By this standardization, \(\psi\) has slope 1 in the center. The slope of the redescending part (\(x\in [b,r]\)) is \(-a/(r-b)\). If it is set to \(-\frac{1}{2}\), as recommended sometimes, one has

$$\begin{aligned} r = 2a + b. \end{aligned}$$

When restricting ourselves to a two-parameter family of Hampel functions with \(a = b=M\) and \(r = \gamma M\), where \(\gamma > 1\) hence a redescending slope of \(-\frac{1}{3}\), and varying M to get the desired efficiency or breakdown point, the resulting functions are those associated to the MCP penalties of Zhang (2010).

The constant M for \(95\%\) efficiency of the regression estimator is 0.9016085 and the one for a breakdown point of 0.5 of the S-estimator is 0.2119163 (Fig. 10).

Fig. 10
figure10

MCP family of functions using tuning parameter \(M=\lambda\) and \(\gamma\)

*LISTING*
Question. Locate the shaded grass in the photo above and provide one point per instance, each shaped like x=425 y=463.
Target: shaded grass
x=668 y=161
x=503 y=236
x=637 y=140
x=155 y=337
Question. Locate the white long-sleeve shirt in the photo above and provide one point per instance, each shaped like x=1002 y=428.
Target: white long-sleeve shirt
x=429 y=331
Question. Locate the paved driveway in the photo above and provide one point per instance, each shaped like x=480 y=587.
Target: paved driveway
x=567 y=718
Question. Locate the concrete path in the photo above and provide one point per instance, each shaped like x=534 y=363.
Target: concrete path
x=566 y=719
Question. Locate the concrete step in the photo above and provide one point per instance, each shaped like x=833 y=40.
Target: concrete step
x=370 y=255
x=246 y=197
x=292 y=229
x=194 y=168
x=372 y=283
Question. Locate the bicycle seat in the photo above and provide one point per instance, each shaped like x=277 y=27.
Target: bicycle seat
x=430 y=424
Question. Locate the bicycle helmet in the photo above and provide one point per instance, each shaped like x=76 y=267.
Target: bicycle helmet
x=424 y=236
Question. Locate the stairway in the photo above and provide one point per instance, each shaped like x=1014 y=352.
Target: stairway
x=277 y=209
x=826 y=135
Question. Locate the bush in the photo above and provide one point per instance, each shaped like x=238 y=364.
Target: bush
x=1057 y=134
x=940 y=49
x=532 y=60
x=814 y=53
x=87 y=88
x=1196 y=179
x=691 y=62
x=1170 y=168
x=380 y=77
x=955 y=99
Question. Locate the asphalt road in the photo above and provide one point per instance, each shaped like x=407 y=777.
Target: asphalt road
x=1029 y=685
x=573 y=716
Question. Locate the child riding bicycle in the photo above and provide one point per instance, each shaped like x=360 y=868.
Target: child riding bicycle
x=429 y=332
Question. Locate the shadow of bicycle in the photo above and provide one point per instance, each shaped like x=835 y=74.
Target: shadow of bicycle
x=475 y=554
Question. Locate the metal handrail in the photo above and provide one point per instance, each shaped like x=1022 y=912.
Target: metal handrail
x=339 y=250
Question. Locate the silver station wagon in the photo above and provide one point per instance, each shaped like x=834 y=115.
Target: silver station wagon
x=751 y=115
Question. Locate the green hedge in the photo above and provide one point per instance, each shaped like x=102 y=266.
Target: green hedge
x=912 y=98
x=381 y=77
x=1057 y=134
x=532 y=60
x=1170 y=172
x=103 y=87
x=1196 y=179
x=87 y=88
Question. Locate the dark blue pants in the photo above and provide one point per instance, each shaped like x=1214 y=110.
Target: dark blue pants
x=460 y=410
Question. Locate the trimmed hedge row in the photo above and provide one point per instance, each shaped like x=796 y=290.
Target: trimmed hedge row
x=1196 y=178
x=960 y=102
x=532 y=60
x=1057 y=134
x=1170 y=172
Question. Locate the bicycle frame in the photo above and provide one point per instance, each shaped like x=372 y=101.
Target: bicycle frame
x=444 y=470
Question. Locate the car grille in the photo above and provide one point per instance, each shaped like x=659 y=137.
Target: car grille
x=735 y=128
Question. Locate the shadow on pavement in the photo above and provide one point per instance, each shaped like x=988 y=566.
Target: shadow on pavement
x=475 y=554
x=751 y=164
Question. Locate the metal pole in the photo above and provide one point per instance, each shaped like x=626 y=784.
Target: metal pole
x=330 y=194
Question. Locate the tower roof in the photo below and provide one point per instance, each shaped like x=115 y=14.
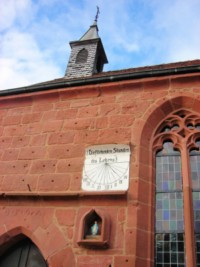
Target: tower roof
x=92 y=33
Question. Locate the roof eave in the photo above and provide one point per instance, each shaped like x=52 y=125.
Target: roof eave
x=101 y=79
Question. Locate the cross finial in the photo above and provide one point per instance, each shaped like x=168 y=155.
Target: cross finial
x=97 y=14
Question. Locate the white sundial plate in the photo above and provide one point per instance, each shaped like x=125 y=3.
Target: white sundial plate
x=106 y=168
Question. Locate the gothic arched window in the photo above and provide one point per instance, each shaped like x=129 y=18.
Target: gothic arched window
x=176 y=148
x=82 y=56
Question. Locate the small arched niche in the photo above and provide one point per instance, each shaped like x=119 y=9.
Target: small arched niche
x=94 y=229
x=21 y=251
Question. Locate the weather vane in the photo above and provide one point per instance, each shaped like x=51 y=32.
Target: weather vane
x=97 y=15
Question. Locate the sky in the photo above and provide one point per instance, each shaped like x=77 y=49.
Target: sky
x=35 y=35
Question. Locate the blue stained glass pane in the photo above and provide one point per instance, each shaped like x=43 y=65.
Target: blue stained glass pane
x=165 y=186
x=166 y=215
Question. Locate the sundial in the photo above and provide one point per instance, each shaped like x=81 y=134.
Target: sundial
x=106 y=168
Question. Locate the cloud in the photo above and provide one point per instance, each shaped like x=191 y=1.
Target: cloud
x=23 y=62
x=35 y=34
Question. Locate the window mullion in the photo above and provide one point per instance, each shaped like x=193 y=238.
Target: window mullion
x=188 y=209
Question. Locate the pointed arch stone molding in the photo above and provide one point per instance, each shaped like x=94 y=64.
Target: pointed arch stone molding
x=63 y=257
x=101 y=239
x=143 y=137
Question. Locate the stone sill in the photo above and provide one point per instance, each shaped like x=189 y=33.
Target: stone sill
x=62 y=194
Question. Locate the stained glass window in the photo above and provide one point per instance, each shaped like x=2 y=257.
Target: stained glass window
x=195 y=176
x=169 y=228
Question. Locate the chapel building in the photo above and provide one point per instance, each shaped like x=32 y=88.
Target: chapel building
x=102 y=169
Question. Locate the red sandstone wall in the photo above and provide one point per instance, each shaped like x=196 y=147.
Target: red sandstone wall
x=43 y=137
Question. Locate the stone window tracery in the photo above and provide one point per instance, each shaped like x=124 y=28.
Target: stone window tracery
x=176 y=147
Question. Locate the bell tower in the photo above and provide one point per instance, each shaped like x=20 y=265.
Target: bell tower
x=87 y=54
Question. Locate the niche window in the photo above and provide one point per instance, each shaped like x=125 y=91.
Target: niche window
x=94 y=229
x=177 y=195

*PROBLEMS TO WORK ON*
[A] Rewrite the stretch of the Hampel-function text from "The constant M" through "parameter \(M=\lambda\) and \(\gamma\)", putting "linear regression estimator" in place of "regression estimator".
[B] Copy out each line of the records that contains the word "road".
The records have nothing to do with the text.

*EXPECTED ANSWERS*
[A]
The constant M for \(95\%\) efficiency of the linear regression estimator is 0.9016085 and the one for a breakdown point of 0.5 of the S-estimator is 0.2119163 (Fig. 10).

Fig. 10
figure10

MCP family of functions using tuning parameter \(M=\lambda\) and \(\gamma\)

[B]
Question. Locate the asphalt road in the photo above and provide one point per instance, each shaped like x=407 y=777.
Target: asphalt road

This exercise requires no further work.